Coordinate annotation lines
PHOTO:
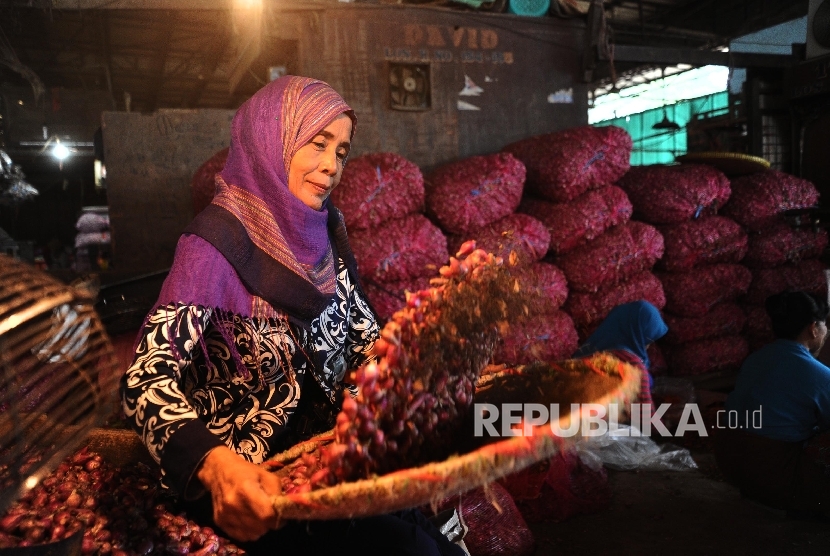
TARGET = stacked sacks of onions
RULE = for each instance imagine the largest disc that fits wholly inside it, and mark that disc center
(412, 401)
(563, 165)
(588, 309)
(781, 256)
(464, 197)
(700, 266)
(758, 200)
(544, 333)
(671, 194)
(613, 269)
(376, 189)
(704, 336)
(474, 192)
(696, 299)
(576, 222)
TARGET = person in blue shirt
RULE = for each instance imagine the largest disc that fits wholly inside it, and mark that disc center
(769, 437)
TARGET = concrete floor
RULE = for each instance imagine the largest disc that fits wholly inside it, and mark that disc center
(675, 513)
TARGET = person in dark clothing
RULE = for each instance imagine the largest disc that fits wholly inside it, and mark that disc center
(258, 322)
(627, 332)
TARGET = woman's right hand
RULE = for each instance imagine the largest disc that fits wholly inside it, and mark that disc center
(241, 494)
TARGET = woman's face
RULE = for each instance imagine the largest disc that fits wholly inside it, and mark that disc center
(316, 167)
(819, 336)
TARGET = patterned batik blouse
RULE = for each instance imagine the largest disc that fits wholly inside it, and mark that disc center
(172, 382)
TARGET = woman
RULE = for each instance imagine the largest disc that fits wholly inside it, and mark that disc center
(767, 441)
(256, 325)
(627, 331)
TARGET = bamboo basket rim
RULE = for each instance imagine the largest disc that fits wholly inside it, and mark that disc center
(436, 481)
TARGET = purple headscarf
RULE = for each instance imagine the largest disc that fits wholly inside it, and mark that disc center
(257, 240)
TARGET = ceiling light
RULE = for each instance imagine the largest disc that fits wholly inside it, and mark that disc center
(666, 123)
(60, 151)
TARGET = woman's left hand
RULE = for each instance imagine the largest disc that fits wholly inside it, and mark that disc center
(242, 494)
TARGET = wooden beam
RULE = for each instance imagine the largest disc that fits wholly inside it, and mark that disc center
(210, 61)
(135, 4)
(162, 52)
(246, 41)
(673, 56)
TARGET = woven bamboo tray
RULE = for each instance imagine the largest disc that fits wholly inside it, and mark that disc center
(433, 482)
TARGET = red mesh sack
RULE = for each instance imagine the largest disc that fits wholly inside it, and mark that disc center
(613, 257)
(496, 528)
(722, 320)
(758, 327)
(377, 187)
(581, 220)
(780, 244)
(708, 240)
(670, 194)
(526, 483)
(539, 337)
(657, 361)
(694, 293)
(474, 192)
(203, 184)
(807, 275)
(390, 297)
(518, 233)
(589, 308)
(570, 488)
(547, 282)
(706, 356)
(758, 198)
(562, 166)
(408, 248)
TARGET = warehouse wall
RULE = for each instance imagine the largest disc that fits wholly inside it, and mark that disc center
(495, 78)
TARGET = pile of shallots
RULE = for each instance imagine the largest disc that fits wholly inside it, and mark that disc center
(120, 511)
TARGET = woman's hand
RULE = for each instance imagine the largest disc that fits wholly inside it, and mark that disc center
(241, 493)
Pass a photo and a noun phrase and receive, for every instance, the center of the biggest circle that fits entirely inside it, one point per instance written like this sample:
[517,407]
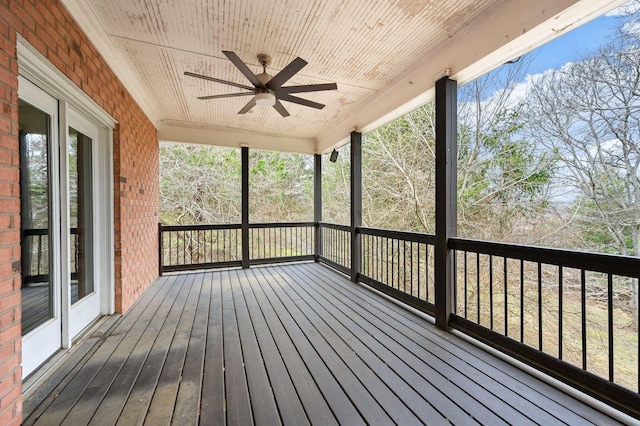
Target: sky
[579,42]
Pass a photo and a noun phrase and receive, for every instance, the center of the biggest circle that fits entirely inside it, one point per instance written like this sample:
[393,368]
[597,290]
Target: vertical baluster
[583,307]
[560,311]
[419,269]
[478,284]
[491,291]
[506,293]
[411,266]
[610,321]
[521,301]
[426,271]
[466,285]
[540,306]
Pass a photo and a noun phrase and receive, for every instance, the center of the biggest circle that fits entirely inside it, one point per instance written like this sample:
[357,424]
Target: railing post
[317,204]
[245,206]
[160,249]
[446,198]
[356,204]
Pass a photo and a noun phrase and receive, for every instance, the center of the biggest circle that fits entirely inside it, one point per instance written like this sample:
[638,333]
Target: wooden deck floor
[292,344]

## [Exercise instructions]
Quote all of the lines above word for word, omitting the pictures.

## [Answer to this problem]
PHOTO:
TARGET = stacked sacks of onions
RULE = for each instance imagine the largest disc that fits wholly inside it, and mark that disc center
(412, 401)
(563, 165)
(588, 309)
(781, 256)
(464, 197)
(700, 266)
(758, 200)
(544, 333)
(671, 194)
(613, 269)
(376, 189)
(704, 336)
(474, 192)
(696, 299)
(576, 222)
TARGET = person in blue shirt
RULE = for each instance imagine the largest disc that fits wholly inside it, and mark that disc center
(769, 437)
TARGET = concrete floor
RULE = for each instance imagine the largest disc that fits wholly inside it, and mark that disc center
(675, 513)
TARGET = person in dark clothing
RULE = for each instance imagine the largest disc that fits wholly inside it, and mark that disc center
(258, 322)
(627, 332)
TARGET = woman's right hand
RULE = for each instance imagine the largest disc that fits wholly inside it, and mark that disc center
(241, 494)
TARGET = woman's face
RULE = for each instance imagine the largest disc that fits wholly inside it, and mark that disc center
(316, 167)
(819, 336)
TARGET = patterned batik blouse
RULE = for each instance imagine the largest disc that fits wholly inside it, and mark that disc center
(172, 382)
TARGET = woman
RULE = for each instance imagine the largest disc that fits wholly inside it, and mark that disc center
(767, 441)
(256, 325)
(627, 331)
TARGET = bamboo basket rim
RULE = for each instance imagine the largest disc that fits wholly inside it, and mark that disc center
(436, 481)
TARGET = purple headscarf
RULE = for each instance imagine the largest disc that fits wholly inside it, and mark that disc center
(257, 240)
TARGET = ceiling light
RULE = for each instance imagine the largest disc that fits wholly inside it, and mark that disc center
(666, 123)
(60, 151)
TARGET = woman's left hand
RULE = for each instance imagine the largest disc that fits wholly inside it, and mark that disc center
(242, 494)
TARGET = wooden beam
RULE = for each instance imagine the largest disc that fits wholly inside it, and mark that disc center
(210, 61)
(135, 4)
(162, 52)
(246, 41)
(673, 56)
TARGET = woven bamboo tray
RULE = for each instance imagine the largest disc that fits wholly inside it, and mark that disc center
(433, 482)
TARGET = red mesh sack
RULE = for each instance imagine the largest disc that fits wholly inside it, and mark that disc center
(613, 257)
(496, 528)
(722, 320)
(758, 327)
(377, 187)
(581, 220)
(780, 244)
(708, 240)
(670, 194)
(526, 483)
(539, 337)
(657, 361)
(694, 293)
(474, 192)
(203, 184)
(807, 275)
(390, 297)
(518, 233)
(589, 308)
(570, 488)
(547, 282)
(706, 356)
(758, 198)
(562, 166)
(408, 248)
TARGET = warehouse wall
RULE = for each instance imagine the largest disc that fits wholly inside it, and mark that disc center
(495, 78)
TARGET = pile of shallots
RULE = for each instance imagine the largest disc that fits wholly inside it, and mark that disc center
(120, 511)
TARGET = woman's hand
RULE = for each instance imagine the largest disc that fits wholly inside it, and mark that disc center
(241, 493)
Pass a photo and a noun phrase and receive, for every instance, the center of the biggest circle that fits entirely inside it, one point per instance written like this sample:
[517,407]
Target: sky
[579,42]
Pass a photo and a noun phrase and receive, for every instance, the center of the biggest circle that fits entirely inside it, one point per instance written like this sample:
[393,368]
[597,290]
Target: vertical baluster
[583,307]
[560,311]
[419,269]
[478,284]
[491,291]
[506,293]
[411,266]
[610,321]
[521,301]
[426,271]
[466,285]
[540,306]
Pass a photo and a noun phrase and receive, for every instance, the center of the biggest circle that fits entirely inside it, one point per instance written like this sample:
[357,424]
Target: railing post
[317,204]
[245,206]
[160,249]
[446,198]
[356,204]
Pass a photo and a noun phrase and receive, for every instance, the center of the biggest circle that fits entirely inside it, one point per instance written like this sample:
[638,333]
Target: wooden deck floor
[292,344]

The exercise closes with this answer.